**THE EXERCISE**
Copy the listing below word for word, starting at its first line and ending with the line that contains "column 35, row 167".

— BEGIN ENTRIES SHOWN —

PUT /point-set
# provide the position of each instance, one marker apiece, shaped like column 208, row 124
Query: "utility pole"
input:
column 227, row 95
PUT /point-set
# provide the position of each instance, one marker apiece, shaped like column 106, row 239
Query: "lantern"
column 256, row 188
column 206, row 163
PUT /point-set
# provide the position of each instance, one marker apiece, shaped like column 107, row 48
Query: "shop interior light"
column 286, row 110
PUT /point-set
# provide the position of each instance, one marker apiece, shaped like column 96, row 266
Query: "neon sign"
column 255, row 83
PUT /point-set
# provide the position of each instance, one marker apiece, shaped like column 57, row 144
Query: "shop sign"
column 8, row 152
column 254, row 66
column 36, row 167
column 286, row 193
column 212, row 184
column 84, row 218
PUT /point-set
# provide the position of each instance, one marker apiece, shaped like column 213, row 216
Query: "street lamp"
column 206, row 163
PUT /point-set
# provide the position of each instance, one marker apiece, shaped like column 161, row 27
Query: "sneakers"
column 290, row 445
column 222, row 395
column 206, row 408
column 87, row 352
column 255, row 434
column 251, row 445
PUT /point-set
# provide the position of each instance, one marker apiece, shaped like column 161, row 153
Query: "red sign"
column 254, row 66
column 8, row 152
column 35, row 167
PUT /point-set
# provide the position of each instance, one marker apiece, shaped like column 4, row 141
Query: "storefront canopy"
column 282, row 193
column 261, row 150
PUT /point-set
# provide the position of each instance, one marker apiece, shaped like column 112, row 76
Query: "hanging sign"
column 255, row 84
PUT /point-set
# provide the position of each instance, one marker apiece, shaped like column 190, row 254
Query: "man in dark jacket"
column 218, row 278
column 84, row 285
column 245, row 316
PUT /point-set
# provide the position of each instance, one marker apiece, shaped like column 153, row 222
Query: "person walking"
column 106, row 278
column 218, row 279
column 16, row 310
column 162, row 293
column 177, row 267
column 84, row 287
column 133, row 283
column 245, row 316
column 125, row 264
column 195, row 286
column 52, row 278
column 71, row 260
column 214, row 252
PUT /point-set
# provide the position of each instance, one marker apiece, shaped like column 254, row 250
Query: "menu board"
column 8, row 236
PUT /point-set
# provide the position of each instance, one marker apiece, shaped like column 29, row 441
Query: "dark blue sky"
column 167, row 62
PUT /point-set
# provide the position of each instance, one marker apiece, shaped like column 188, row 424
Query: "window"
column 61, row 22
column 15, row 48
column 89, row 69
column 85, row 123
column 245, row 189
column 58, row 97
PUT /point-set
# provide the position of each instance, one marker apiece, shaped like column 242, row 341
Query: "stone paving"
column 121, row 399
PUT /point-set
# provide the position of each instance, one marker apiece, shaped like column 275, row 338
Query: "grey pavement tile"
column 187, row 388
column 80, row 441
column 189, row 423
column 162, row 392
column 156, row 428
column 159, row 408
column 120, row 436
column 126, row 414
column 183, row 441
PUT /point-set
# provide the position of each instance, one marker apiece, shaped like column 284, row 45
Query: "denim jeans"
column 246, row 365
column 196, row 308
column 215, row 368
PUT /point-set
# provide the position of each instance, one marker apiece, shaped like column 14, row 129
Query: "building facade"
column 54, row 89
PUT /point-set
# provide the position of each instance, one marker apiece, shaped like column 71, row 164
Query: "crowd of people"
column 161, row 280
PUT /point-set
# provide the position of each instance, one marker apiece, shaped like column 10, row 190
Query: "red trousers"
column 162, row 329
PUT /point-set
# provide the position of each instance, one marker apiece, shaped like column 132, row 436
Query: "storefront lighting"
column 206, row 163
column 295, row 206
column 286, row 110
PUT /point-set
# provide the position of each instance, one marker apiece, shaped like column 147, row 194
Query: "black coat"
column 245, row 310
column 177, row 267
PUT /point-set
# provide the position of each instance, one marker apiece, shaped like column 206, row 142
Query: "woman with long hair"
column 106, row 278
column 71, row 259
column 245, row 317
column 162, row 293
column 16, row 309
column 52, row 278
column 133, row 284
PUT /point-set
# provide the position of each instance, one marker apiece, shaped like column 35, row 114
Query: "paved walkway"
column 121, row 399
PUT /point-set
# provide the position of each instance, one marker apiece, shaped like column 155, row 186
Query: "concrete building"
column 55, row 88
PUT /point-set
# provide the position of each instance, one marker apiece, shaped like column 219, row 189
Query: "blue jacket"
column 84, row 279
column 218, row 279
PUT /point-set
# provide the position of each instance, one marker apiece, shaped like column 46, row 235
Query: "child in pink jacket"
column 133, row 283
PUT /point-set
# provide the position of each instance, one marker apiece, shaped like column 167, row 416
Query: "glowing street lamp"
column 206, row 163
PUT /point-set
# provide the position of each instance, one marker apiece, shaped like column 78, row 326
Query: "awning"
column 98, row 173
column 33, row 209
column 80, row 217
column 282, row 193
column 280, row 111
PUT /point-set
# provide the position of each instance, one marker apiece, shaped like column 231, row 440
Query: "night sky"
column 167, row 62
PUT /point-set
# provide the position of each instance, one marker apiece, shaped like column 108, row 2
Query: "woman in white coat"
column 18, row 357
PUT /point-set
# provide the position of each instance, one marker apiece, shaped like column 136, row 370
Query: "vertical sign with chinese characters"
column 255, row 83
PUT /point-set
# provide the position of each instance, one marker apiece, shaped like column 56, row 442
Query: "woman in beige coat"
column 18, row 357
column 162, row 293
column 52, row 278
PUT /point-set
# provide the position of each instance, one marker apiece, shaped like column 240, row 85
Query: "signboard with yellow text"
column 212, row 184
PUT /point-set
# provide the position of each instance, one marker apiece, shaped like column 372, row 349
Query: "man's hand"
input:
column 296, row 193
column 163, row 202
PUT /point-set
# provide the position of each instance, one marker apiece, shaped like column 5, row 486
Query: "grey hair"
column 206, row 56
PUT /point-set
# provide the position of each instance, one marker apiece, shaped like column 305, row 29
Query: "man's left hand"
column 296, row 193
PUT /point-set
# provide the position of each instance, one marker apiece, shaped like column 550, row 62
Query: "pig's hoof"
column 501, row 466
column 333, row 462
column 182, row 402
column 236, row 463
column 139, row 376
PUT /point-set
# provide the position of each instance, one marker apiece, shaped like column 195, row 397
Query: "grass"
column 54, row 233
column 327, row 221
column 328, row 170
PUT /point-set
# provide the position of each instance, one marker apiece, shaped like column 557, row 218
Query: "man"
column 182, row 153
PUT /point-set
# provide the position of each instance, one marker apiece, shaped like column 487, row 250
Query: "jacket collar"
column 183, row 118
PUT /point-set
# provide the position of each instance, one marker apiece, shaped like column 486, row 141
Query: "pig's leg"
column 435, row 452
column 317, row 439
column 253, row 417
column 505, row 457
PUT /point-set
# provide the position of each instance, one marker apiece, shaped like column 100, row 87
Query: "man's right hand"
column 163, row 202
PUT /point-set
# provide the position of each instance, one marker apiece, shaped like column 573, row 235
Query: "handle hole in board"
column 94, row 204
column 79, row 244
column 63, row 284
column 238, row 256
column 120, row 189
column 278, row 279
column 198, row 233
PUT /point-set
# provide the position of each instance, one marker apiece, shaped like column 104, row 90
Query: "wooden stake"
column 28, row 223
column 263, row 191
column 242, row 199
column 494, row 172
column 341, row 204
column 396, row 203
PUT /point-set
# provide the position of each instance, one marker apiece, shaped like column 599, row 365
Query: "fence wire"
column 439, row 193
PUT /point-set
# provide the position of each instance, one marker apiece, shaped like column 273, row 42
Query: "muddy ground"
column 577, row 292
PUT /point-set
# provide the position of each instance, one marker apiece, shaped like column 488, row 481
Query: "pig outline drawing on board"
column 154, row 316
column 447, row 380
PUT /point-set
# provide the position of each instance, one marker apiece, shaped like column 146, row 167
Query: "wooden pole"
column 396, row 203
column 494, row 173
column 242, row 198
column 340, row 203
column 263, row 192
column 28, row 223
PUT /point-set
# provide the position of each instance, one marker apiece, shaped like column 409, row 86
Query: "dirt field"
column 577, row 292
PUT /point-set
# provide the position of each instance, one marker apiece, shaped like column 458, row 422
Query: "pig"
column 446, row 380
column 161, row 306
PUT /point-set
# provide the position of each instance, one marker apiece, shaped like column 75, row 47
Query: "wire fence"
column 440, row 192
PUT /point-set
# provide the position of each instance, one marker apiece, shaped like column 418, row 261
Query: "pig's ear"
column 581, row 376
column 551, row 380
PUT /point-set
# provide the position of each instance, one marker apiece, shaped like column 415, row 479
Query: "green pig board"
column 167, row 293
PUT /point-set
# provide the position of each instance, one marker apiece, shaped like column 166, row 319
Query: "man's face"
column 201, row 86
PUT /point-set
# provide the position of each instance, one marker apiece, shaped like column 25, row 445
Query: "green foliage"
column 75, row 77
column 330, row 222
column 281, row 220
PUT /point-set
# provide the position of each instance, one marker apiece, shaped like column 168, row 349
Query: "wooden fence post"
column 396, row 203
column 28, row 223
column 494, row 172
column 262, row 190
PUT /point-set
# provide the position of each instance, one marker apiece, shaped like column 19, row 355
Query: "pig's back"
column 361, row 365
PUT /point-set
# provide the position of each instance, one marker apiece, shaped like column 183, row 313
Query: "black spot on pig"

— END ENTRIES SHOWN —

**TASK RESULT**
PUT /point-set
# provide the position of each instance, one marker apiece, shaped like column 208, row 124
Query: "utility pole"
input:
column 227, row 95
PUT /point-set
# provide the position of each instance, one marker apiece, shaped like column 106, row 239
Query: "lantern"
column 256, row 188
column 206, row 163
PUT /point-set
# provide the position of each instance, one marker apiece, shaped like column 107, row 48
Query: "shop interior light"
column 286, row 110
PUT /point-set
# provide the position of each instance, one marker apiece, shaped like column 96, row 266
Query: "neon sign"
column 255, row 83
PUT /point-set
# provide the position of each instance, one marker apiece, shaped like column 57, row 144
Query: "shop sign"
column 8, row 152
column 254, row 66
column 36, row 167
column 286, row 193
column 212, row 184
column 84, row 218
PUT /point-set
# provide the position of each instance, one marker apiece, shaped like column 213, row 216
Query: "street lamp"
column 206, row 163
PUT /point-set
# provide the position of each instance, one marker apiece, shaped like column 161, row 27
Query: "sneakers"
column 290, row 445
column 222, row 395
column 206, row 408
column 87, row 352
column 255, row 434
column 251, row 445
PUT /point-set
# provide the position of each instance, one marker apiece, shaped like column 161, row 153
Query: "red sign"
column 254, row 66
column 8, row 152
column 35, row 167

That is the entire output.